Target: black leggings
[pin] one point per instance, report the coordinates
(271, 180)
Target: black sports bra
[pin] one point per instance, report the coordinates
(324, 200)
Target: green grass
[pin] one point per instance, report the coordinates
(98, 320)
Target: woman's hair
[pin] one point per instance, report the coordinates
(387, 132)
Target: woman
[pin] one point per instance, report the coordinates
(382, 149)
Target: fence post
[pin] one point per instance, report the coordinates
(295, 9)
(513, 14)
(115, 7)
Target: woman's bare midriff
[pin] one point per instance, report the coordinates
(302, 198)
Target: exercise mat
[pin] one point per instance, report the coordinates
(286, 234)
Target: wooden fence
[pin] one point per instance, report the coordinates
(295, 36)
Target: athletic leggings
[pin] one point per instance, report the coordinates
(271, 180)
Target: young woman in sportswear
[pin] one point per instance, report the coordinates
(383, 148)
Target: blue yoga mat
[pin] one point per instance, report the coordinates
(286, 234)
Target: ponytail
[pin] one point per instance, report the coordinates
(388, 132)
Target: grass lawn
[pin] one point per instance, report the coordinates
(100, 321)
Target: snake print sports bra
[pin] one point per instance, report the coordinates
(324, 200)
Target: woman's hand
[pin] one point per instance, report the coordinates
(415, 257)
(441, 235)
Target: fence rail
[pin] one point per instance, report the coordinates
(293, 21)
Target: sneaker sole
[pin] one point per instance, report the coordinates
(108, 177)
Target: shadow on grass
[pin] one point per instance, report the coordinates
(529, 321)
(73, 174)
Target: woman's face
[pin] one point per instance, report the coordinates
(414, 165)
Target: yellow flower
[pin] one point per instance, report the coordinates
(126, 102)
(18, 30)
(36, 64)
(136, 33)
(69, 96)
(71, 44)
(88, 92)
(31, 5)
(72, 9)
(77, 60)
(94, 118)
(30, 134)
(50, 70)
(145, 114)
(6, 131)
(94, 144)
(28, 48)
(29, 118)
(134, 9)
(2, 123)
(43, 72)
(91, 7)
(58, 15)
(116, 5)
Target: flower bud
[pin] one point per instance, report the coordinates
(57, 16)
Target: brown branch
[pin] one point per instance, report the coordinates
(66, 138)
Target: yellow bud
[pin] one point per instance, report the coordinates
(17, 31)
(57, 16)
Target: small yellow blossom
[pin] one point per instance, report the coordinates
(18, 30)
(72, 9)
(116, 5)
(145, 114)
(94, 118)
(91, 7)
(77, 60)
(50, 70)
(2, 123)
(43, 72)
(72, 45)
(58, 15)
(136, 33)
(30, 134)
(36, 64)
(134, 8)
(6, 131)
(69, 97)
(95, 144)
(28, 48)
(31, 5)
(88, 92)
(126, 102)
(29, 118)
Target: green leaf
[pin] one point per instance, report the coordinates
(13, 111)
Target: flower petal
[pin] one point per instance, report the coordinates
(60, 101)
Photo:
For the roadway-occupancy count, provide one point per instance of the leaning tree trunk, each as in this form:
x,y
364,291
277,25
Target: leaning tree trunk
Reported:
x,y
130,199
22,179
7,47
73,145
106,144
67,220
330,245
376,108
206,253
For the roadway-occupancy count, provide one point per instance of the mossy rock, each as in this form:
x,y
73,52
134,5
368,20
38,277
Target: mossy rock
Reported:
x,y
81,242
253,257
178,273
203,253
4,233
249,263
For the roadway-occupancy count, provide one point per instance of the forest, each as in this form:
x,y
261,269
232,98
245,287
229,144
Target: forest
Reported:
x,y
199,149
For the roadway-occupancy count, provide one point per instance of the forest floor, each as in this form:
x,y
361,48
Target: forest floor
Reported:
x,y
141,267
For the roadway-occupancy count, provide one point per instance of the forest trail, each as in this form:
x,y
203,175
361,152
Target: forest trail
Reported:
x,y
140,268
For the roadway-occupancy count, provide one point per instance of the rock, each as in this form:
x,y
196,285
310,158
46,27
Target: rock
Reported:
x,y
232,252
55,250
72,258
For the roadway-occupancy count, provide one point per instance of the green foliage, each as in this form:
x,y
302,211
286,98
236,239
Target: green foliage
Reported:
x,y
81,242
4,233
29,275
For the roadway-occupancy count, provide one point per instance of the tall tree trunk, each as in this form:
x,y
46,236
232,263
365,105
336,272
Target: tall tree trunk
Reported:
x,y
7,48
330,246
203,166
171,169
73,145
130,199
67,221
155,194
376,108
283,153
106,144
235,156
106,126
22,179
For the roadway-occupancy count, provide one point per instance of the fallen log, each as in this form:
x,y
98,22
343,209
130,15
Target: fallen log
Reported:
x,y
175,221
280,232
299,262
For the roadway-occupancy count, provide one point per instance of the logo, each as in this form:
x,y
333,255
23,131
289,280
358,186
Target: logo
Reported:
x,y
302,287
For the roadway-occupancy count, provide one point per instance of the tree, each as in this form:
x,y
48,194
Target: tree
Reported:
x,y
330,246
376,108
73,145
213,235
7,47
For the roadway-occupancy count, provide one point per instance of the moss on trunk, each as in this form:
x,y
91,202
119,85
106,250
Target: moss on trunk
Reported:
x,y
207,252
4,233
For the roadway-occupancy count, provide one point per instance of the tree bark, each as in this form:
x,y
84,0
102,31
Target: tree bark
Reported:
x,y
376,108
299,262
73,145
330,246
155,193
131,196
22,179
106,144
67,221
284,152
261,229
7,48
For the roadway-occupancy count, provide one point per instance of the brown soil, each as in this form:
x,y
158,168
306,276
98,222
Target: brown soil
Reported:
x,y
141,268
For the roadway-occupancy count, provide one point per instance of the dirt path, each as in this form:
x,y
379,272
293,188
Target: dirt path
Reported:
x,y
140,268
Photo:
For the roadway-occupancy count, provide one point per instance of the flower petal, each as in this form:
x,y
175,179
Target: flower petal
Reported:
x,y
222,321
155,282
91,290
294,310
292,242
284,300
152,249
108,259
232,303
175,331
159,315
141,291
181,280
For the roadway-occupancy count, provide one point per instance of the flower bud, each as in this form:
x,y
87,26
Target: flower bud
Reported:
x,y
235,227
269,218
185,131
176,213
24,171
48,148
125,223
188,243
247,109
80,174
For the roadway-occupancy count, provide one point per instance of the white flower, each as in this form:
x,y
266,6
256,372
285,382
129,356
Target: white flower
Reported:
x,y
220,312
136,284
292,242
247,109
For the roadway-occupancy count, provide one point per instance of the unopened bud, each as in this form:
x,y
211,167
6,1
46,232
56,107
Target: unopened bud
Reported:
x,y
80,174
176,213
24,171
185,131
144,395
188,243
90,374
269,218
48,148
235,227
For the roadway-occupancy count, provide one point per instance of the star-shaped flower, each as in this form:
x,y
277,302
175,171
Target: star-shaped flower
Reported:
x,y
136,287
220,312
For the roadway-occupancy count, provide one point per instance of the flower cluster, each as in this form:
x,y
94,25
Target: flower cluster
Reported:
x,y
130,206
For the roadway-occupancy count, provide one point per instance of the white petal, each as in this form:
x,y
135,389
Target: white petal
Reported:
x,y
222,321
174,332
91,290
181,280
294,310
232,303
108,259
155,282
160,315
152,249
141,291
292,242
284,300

+ + + + +

# TASK DESCRIPTION
Output the complete data exactly as written.

# TASK OUTPUT
Target: black leggings
[pin] one point per instance, report the coordinates
(271, 180)
Target: black sports bra
[pin] one point per instance, report the coordinates
(324, 200)
Target: green grass
[pin] one point per instance, report the coordinates
(98, 320)
Target: woman's hair
[pin] one point per instance, report the coordinates
(387, 132)
Target: woman
[pin] one point per instance, report the coordinates
(382, 149)
Target: fence post
[pin] one point per instance, report the coordinates
(295, 9)
(513, 14)
(115, 7)
Target: woman's bare midriff
[pin] one point per instance, report the coordinates
(302, 198)
Target: exercise mat
[pin] one point per instance, report the coordinates
(286, 234)
Target: wooden fence
[pin] one point per instance, report the coordinates
(295, 36)
Target: athletic leggings
[pin] one point per instance, report the coordinates
(271, 180)
Target: young woman in sportswear
[pin] one point per instance, report the coordinates
(383, 148)
Target: blue yoga mat
[pin] one point per instance, report the coordinates
(286, 234)
Target: ponytail
[pin] one point per instance, report the coordinates
(388, 132)
Target: grass lawn
[pin] one point per instance, report the coordinates
(100, 321)
Target: snake print sports bra
[pin] one point per instance, report the coordinates
(324, 200)
Target: woman's hand
[pin] one point per instance, report the coordinates
(415, 257)
(441, 235)
Target: fence rail
[pin] one point per instance, report the coordinates
(293, 21)
Target: sneaker sole
[pin] one point per instance, report the coordinates
(108, 177)
Target: shadow on grass
[pin] one point per instance, report the coordinates
(529, 321)
(73, 174)
Target: woman's face
[pin] one point per instance, report the coordinates
(414, 165)
Target: yellow flower
[pin] one point per instance, report the coordinates
(126, 102)
(18, 30)
(36, 64)
(136, 33)
(69, 96)
(71, 44)
(88, 92)
(31, 5)
(72, 9)
(77, 60)
(94, 118)
(30, 134)
(50, 70)
(145, 114)
(6, 131)
(94, 144)
(28, 48)
(29, 118)
(134, 9)
(2, 123)
(43, 72)
(91, 7)
(58, 15)
(116, 5)
Target: flower bud
[pin] one point per instance, report the coordinates
(57, 16)
Target: brown branch
[pin] one point per instance, report the coordinates
(66, 138)
Target: yellow bud
[pin] one point per instance, report the coordinates
(17, 31)
(57, 16)
Target: small yellow blossom
[pin] one point per instance, report the coordinates
(18, 30)
(72, 9)
(116, 5)
(145, 114)
(94, 118)
(91, 7)
(77, 60)
(50, 70)
(2, 123)
(43, 72)
(72, 45)
(58, 15)
(136, 33)
(30, 134)
(36, 64)
(134, 8)
(6, 131)
(69, 97)
(95, 144)
(28, 48)
(31, 5)
(88, 92)
(126, 102)
(29, 118)
Target: green leaf
[pin] one point per instance, report the coordinates
(13, 111)
Target: flower petal
[pin] one point per instance, report the coordinates
(60, 101)
Photo:
For the roadway-occupancy count, provide one point per instance of the leaning tree trunk, each as in this form:
x,y
364,291
277,25
Target: leaning tree trunk
Reported:
x,y
130,199
22,179
7,47
73,145
106,144
67,220
330,245
376,108
206,253
For the roadway-occupancy count, provide one point per instance of the mossy rock, each as in this form:
x,y
73,52
134,5
368,20
38,277
Target: mossy rock
Reported:
x,y
81,242
253,257
178,273
203,253
4,233
249,263
For the roadway-occupancy count, provide one point per instance of the forest, each as in this form:
x,y
261,269
232,98
245,287
229,144
Target: forest
Reported:
x,y
199,149
For the roadway-occupancy count, provide one point per instance of the forest floor, each as in this form:
x,y
361,48
Target: forest floor
Reported:
x,y
141,267
For the roadway-occupancy count, provide one point per instance of the forest trail, each as in this form:
x,y
203,175
361,152
Target: forest trail
Reported:
x,y
140,268
For the roadway-occupancy count, provide one point per instance of the rock, each as in this form:
x,y
196,285
310,158
46,27
Target: rock
Reported:
x,y
232,252
55,250
72,258
For the roadway-occupancy count, provide one point per instance of the green foliage, each as in this form:
x,y
302,211
286,98
236,239
Target: green foliage
Reported:
x,y
81,242
4,233
29,275
For the roadway-occupancy count, provide one point per instance of the tall tree trunk, each as in this form:
x,y
46,236
232,263
365,105
336,272
Target: tall tree trunk
Reported:
x,y
7,48
330,246
203,166
171,169
73,145
130,199
67,221
155,194
376,108
283,153
106,144
235,156
106,126
22,179
For the roadway-occupancy count, provide one point per instance of the fallen log, each as in this form:
x,y
98,22
343,209
130,15
Target: fallen log
Reported:
x,y
175,221
280,232
299,262
For the roadway-occupancy count, provide one point per instance of the logo, each as in this form:
x,y
333,255
23,131
289,280
358,186
Target: logo
Reported:
x,y
302,287
For the roadway-occupancy count, provide one point per instance of the tree, each as in this form:
x,y
48,194
Target: tree
Reported:
x,y
330,246
376,108
73,145
213,235
7,47
For the roadway-occupancy count, provide one point per instance of the moss on trunk, each as in this form:
x,y
91,202
119,85
106,250
Target: moss on trunk
Reported:
x,y
207,252
4,233
For the roadway-occupancy count, provide one point per instance of the tree bark, each as in this form:
x,y
84,0
102,31
Target: tree bark
Reported:
x,y
376,108
299,262
73,145
330,246
155,193
131,196
22,179
106,144
67,221
284,152
261,229
7,48
For the roadway-occupancy count, provide one point per instance of the brown soil, each as in this form:
x,y
158,168
306,276
98,222
Target: brown soil
Reported:
x,y
141,268
For the roadway-occupancy count, provide one point per instance of the dirt path, each as in this form:
x,y
379,272
293,188
Target: dirt path
Reported:
x,y
140,268
Photo:
For the roadway-occupancy count, provide one point per instance of the flower petal, each as in this form:
x,y
175,179
Target: flower petal
Reported:
x,y
222,321
155,282
91,290
294,310
292,242
284,300
152,249
108,259
232,303
175,331
159,315
141,291
181,280
For the roadway-occupancy count, provide one point per instance of the flower bud, each as in this form:
x,y
87,26
Target: flower bud
Reported:
x,y
235,227
269,218
185,131
176,213
24,171
48,148
125,223
188,243
247,109
80,174
For the roadway-occupancy count, provide one point per instance of the white flower, each as in this form:
x,y
266,6
256,372
285,382
129,356
Target: white flower
Reported:
x,y
220,312
136,284
292,242
247,109
For the roadway-occupancy count, provide one point per instance of the unopened bud, each as in this form:
x,y
211,167
6,1
46,232
56,107
Target: unopened bud
Reported:
x,y
80,174
176,213
24,171
185,131
144,395
188,243
90,374
269,218
48,148
235,227
For the roadway-occupancy count, provide one point per instance of the star-shaped flower, each as in this form:
x,y
277,302
175,171
Target: star-shaped flower
Reported:
x,y
136,287
220,312
For the roadway-occupancy count, provide one point per instance of the flower cluster, each as in this form:
x,y
94,25
Target: flower cluster
Reported:
x,y
130,206
For the roadway-occupancy count, provide one point per instance of the white petal, each as in this form:
x,y
135,389
Target: white petal
Reported:
x,y
222,321
174,332
91,290
181,280
294,310
232,303
108,259
155,282
160,315
152,249
141,291
292,242
284,300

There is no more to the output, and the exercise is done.